ASSIGNED TASK =
Search the entries for the word "field" and report each line that has it.

DATASET CONTENT =
--- START ---

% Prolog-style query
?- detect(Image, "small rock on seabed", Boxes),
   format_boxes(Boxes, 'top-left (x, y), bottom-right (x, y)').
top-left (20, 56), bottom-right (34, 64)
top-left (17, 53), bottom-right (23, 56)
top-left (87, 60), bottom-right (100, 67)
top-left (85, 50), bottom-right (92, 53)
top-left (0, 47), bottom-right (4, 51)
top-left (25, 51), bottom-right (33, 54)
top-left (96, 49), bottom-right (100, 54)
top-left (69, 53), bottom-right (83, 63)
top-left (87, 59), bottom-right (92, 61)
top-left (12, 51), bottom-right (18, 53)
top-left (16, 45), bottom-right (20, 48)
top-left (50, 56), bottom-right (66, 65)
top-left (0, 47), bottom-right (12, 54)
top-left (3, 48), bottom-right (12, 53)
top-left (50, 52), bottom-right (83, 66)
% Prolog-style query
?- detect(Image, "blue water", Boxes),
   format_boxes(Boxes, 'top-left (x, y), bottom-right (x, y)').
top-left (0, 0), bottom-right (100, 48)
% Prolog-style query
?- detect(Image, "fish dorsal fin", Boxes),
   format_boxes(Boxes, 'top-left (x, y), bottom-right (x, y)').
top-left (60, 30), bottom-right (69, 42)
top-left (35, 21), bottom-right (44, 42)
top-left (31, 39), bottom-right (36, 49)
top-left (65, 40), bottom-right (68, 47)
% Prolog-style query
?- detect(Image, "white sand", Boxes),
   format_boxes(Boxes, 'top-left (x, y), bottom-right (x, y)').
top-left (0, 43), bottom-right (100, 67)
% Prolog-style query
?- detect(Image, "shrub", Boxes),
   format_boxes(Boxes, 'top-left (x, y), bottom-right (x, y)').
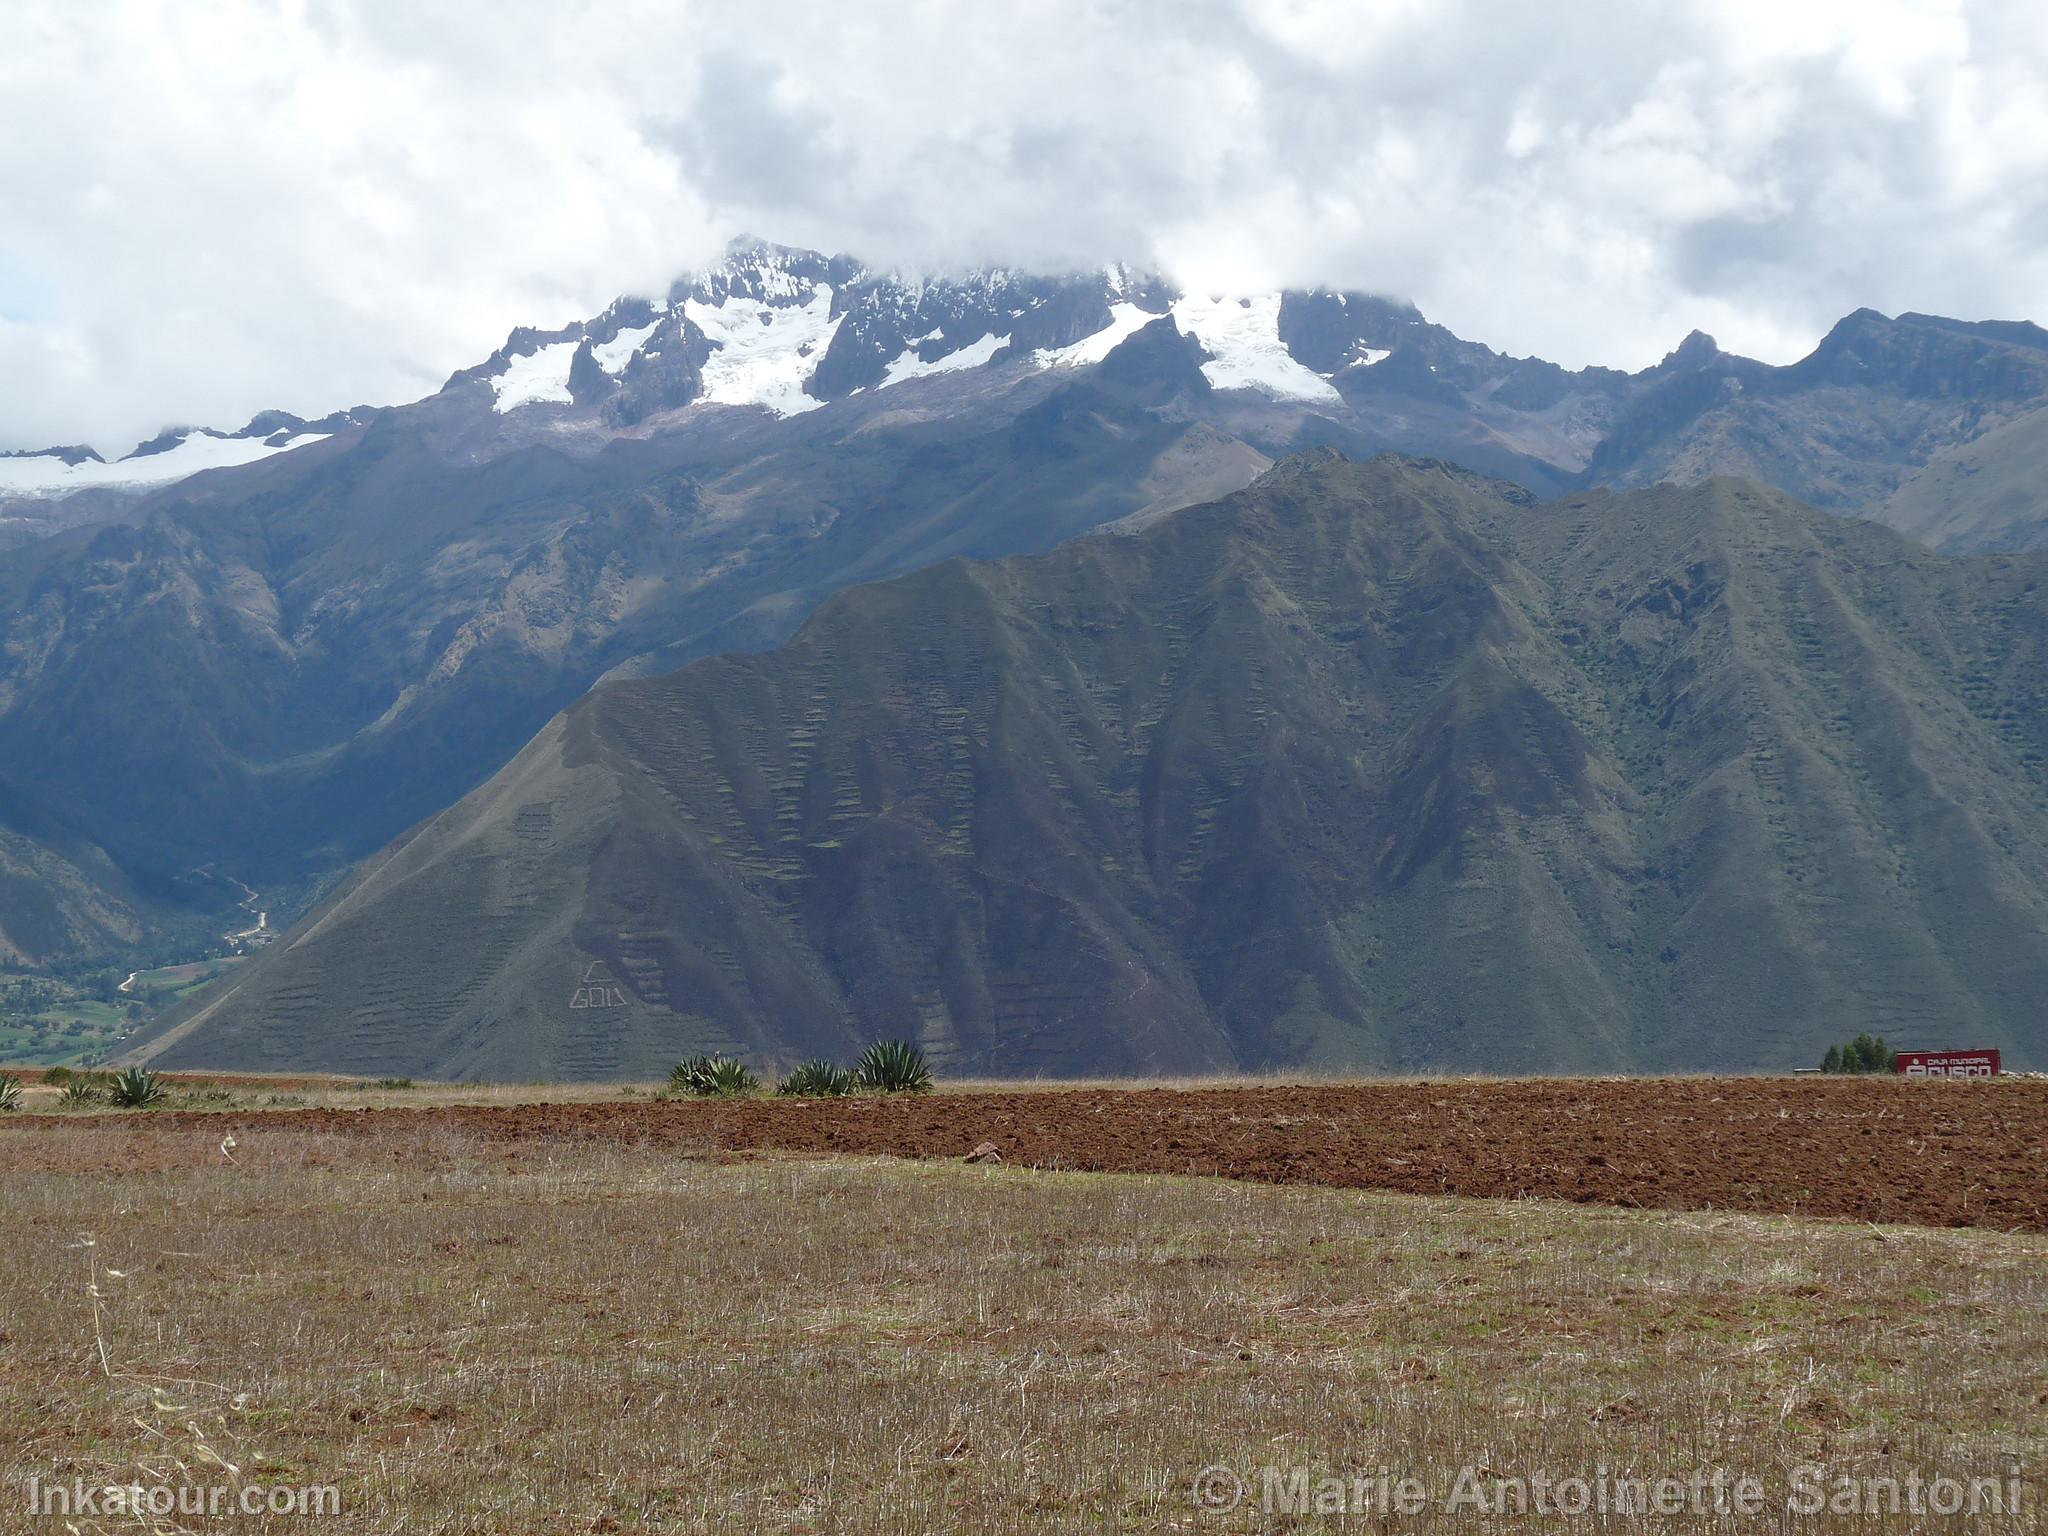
top-left (0, 1072), bottom-right (20, 1112)
top-left (42, 1065), bottom-right (74, 1087)
top-left (854, 1039), bottom-right (932, 1094)
top-left (108, 1067), bottom-right (166, 1108)
top-left (777, 1059), bottom-right (856, 1097)
top-left (372, 1077), bottom-right (416, 1090)
top-left (669, 1054), bottom-right (759, 1098)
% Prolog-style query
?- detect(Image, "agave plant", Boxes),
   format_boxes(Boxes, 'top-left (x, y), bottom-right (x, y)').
top-left (108, 1067), bottom-right (166, 1108)
top-left (854, 1039), bottom-right (932, 1094)
top-left (669, 1054), bottom-right (759, 1098)
top-left (700, 1056), bottom-right (760, 1098)
top-left (668, 1055), bottom-right (717, 1097)
top-left (59, 1078), bottom-right (102, 1106)
top-left (777, 1059), bottom-right (856, 1098)
top-left (0, 1072), bottom-right (21, 1112)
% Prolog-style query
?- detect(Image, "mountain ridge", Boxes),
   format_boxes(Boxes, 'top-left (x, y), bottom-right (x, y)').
top-left (11, 240), bottom-right (2040, 518)
top-left (127, 453), bottom-right (2048, 1079)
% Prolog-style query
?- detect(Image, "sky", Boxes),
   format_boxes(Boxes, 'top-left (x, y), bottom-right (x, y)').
top-left (2, 0), bottom-right (2045, 454)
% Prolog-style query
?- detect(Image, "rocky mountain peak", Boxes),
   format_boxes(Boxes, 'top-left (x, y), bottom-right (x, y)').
top-left (1664, 329), bottom-right (1721, 369)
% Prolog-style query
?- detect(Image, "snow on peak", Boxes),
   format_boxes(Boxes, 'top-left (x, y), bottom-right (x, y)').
top-left (686, 282), bottom-right (841, 417)
top-left (1102, 262), bottom-right (1151, 300)
top-left (591, 321), bottom-right (660, 376)
top-left (0, 431), bottom-right (331, 498)
top-left (686, 241), bottom-right (848, 309)
top-left (490, 341), bottom-right (582, 411)
top-left (880, 332), bottom-right (1010, 387)
top-left (1027, 289), bottom-right (1346, 402)
top-left (488, 318), bottom-right (662, 413)
top-left (1036, 303), bottom-right (1166, 368)
top-left (1169, 292), bottom-right (1342, 402)
top-left (473, 257), bottom-right (1373, 423)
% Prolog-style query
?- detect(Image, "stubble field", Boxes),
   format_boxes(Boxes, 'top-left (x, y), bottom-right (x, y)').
top-left (0, 1078), bottom-right (2042, 1532)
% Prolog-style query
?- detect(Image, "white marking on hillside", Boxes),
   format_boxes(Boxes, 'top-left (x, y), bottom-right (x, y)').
top-left (1353, 347), bottom-right (1392, 367)
top-left (0, 431), bottom-right (332, 497)
top-left (685, 283), bottom-right (841, 416)
top-left (881, 332), bottom-right (1009, 387)
top-left (1170, 292), bottom-right (1341, 401)
top-left (591, 320), bottom-right (660, 376)
top-left (1036, 302), bottom-right (1162, 367)
top-left (490, 340), bottom-right (581, 411)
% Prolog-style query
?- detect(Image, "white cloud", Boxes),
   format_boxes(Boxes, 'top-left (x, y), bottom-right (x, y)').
top-left (0, 0), bottom-right (2044, 452)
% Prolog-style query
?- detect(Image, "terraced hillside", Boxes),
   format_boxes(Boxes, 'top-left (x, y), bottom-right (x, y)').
top-left (132, 454), bottom-right (2048, 1078)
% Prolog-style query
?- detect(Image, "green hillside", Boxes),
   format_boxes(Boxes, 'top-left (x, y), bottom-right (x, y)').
top-left (0, 818), bottom-right (146, 965)
top-left (0, 379), bottom-right (1257, 963)
top-left (1876, 403), bottom-right (2048, 552)
top-left (132, 454), bottom-right (2048, 1078)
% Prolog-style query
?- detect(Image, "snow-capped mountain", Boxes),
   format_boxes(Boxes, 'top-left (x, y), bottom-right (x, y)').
top-left (0, 406), bottom-right (380, 551)
top-left (0, 411), bottom-right (372, 498)
top-left (17, 236), bottom-right (2048, 539)
top-left (446, 239), bottom-right (1408, 425)
top-left (0, 236), bottom-right (1583, 536)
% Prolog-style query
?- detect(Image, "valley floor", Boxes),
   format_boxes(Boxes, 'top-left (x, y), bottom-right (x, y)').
top-left (0, 1122), bottom-right (2040, 1532)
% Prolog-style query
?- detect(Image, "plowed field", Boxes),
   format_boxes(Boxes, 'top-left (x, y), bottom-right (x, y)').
top-left (4, 1076), bottom-right (2042, 1230)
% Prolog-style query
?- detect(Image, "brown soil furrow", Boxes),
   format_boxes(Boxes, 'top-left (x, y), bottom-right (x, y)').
top-left (3, 1078), bottom-right (2042, 1231)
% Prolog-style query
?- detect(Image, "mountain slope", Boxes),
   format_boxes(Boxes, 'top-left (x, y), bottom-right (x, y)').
top-left (131, 454), bottom-right (2048, 1078)
top-left (0, 243), bottom-right (1635, 961)
top-left (7, 242), bottom-right (2047, 964)
top-left (0, 363), bottom-right (1254, 957)
top-left (1873, 403), bottom-right (2048, 553)
top-left (0, 818), bottom-right (146, 964)
top-left (1585, 312), bottom-right (2048, 522)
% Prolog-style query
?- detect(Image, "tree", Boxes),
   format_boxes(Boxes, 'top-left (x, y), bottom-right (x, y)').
top-left (1818, 1034), bottom-right (1898, 1074)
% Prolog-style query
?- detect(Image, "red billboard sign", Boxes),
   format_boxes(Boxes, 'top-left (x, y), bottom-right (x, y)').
top-left (1896, 1049), bottom-right (2001, 1078)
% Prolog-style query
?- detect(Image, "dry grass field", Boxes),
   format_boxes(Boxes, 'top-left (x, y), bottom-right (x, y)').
top-left (0, 1113), bottom-right (2042, 1533)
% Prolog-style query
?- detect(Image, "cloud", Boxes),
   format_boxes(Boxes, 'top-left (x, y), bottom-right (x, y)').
top-left (662, 52), bottom-right (849, 211)
top-left (1, 0), bottom-right (2044, 451)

--- END ---

ANSWER AREA =
?- detect(Image, "stubble field", Boxes),
?- detect(Image, "plowed field", Boxes),
?- detect(Image, "dry grass field", Boxes),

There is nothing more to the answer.